Stored data entries:
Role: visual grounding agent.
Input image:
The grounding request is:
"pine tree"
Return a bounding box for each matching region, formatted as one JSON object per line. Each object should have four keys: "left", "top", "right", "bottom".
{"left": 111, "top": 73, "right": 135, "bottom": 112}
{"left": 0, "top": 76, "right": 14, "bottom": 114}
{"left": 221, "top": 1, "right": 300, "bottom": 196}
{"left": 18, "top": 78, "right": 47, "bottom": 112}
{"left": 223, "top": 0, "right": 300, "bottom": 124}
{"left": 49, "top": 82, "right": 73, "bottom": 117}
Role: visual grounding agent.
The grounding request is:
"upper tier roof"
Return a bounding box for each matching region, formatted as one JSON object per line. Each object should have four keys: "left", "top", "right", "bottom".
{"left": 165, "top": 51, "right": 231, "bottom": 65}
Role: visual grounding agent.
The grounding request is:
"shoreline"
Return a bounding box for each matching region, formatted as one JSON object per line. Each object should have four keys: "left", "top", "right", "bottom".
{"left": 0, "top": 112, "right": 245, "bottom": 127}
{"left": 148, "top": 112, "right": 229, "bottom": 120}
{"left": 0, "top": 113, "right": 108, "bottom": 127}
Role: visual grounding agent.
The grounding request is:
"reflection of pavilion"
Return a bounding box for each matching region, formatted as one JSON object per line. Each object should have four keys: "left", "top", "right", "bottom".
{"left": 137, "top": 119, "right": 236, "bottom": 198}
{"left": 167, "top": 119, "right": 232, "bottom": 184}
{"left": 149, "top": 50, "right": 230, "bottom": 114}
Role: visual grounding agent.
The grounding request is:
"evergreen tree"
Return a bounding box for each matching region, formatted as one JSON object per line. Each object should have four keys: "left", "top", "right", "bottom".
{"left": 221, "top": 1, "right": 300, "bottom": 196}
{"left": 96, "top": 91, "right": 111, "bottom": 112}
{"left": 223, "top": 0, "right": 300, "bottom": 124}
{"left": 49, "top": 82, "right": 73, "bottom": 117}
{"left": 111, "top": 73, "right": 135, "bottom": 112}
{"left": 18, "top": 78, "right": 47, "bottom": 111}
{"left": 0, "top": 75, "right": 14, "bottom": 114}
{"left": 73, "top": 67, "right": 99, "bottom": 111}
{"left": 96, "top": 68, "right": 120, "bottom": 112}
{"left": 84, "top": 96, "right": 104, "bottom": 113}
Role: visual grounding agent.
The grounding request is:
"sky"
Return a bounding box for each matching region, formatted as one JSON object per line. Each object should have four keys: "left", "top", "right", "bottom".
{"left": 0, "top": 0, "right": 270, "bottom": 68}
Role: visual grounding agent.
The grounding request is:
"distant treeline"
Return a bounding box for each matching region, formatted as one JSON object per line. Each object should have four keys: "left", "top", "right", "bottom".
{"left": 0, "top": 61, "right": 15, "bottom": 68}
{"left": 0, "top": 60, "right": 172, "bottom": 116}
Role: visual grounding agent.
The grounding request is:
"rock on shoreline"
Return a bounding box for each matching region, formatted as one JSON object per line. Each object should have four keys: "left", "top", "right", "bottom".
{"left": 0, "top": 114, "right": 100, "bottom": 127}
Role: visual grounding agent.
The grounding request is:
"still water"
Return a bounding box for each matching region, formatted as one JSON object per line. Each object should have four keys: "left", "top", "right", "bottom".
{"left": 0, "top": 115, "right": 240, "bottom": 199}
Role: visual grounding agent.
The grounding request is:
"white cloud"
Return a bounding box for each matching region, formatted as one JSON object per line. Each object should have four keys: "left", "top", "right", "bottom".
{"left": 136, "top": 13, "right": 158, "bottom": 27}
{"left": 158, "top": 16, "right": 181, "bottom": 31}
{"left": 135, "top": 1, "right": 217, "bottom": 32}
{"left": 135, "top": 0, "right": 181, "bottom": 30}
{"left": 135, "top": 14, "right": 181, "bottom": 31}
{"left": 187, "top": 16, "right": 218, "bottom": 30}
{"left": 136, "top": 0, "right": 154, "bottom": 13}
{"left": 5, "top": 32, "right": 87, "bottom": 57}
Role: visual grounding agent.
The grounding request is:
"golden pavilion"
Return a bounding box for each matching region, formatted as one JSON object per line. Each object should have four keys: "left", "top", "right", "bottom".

Your task:
A verbatim restatement of all the entries above is required.

Result of this exercise:
Role: visual grounding agent.
Input image:
The grounding request is:
"pine tree"
Return a bounding box for each matching region, formatted as one JSON object per line. Each object should have four keys: "left", "top", "right", "bottom".
{"left": 111, "top": 73, "right": 135, "bottom": 112}
{"left": 0, "top": 76, "right": 14, "bottom": 114}
{"left": 221, "top": 1, "right": 300, "bottom": 196}
{"left": 18, "top": 78, "right": 47, "bottom": 112}
{"left": 223, "top": 0, "right": 300, "bottom": 124}
{"left": 49, "top": 82, "right": 73, "bottom": 117}
Role: visual grounding agent.
The grounding request is:
"upper tier roof"
Return a bounding box for each matching region, formatted as one JSON object per line. Each object should have four keys: "left", "top", "right", "bottom".
{"left": 165, "top": 51, "right": 231, "bottom": 65}
Role: visual grounding agent.
The grounding request is:
"shoreline"
Return a bounding box for each matching region, formatted as one JSON object per line. Each object should have four keys: "left", "top", "right", "bottom".
{"left": 0, "top": 112, "right": 245, "bottom": 127}
{"left": 148, "top": 112, "right": 229, "bottom": 120}
{"left": 0, "top": 113, "right": 108, "bottom": 127}
Role: visual grounding agent.
The grounding request is:
"reflection of pavilion"
Return a bounding box for each matching region, formatted as one JSON object per line. Each object should have four keys: "left", "top", "right", "bottom".
{"left": 137, "top": 119, "right": 236, "bottom": 198}
{"left": 167, "top": 119, "right": 232, "bottom": 184}
{"left": 149, "top": 50, "right": 230, "bottom": 114}
Role: visual grounding agent.
The grounding request is:
"evergreen tree"
Return a bounding box for each matching region, formatted as one JSON object per line. Each object should have four keys: "left", "top", "right", "bottom".
{"left": 221, "top": 1, "right": 300, "bottom": 196}
{"left": 96, "top": 91, "right": 111, "bottom": 112}
{"left": 223, "top": 0, "right": 300, "bottom": 124}
{"left": 49, "top": 82, "right": 73, "bottom": 117}
{"left": 111, "top": 73, "right": 135, "bottom": 112}
{"left": 18, "top": 78, "right": 47, "bottom": 111}
{"left": 0, "top": 75, "right": 14, "bottom": 114}
{"left": 73, "top": 67, "right": 99, "bottom": 111}
{"left": 96, "top": 68, "right": 120, "bottom": 112}
{"left": 84, "top": 96, "right": 104, "bottom": 113}
Role: visual grounding agent.
The grounding request is:
"sky"
Return a bounding box for each matching region, formatted as one JSON object per line. Each object should have four keys: "left", "top", "right", "bottom".
{"left": 0, "top": 0, "right": 270, "bottom": 68}
Role: visual grounding agent.
The grounding request is:
"distant treeline"
Return a bounding box for each matching region, formatted as one JSON object per line. Each object should have four keys: "left", "top", "right", "bottom".
{"left": 0, "top": 61, "right": 15, "bottom": 68}
{"left": 0, "top": 60, "right": 172, "bottom": 116}
Role: visual grounding agent.
The grounding request is:
"rock on shoreline"
Return a bounding box for each matching region, formatted as one JSON object per line. Each object should have four keys: "left", "top", "right", "bottom".
{"left": 0, "top": 114, "right": 100, "bottom": 127}
Role: visual grounding agent.
The grounding request is:
"still water"
Return a bounding box for each matching region, formatted as one JSON object per line. Each object should have four keys: "left", "top", "right", "bottom".
{"left": 0, "top": 115, "right": 240, "bottom": 199}
Role: visual grounding agent.
The grounding request is:
"white cloud"
Return a bounding box for each matching region, formatted as one JSON object per line. Each object should have four keys: "left", "top", "right", "bottom".
{"left": 136, "top": 13, "right": 158, "bottom": 27}
{"left": 158, "top": 16, "right": 181, "bottom": 31}
{"left": 135, "top": 1, "right": 217, "bottom": 32}
{"left": 135, "top": 0, "right": 181, "bottom": 30}
{"left": 135, "top": 14, "right": 181, "bottom": 31}
{"left": 187, "top": 16, "right": 218, "bottom": 30}
{"left": 136, "top": 0, "right": 154, "bottom": 13}
{"left": 5, "top": 32, "right": 87, "bottom": 57}
Role: visual grounding agent.
The grounding request is:
"golden pavilion"
Return a bounding box for each matching region, formatted as one JSON object per line. Each object should have four keys: "left", "top", "right", "bottom".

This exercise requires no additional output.